# What you will do
In the response, each entry below should appear again exactly as given.

__________

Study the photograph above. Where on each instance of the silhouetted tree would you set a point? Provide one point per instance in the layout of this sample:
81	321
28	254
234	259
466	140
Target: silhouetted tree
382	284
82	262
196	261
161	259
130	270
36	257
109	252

__________

# Solved exercise
Study the photograph above. Where on each instance of the silhouetted tree would you set a point? Provide one point per instance in the layout of this sample:
81	321
28	254
234	259
466	140
Target: silhouetted tree
382	284
82	262
196	261
161	259
130	270
36	257
109	252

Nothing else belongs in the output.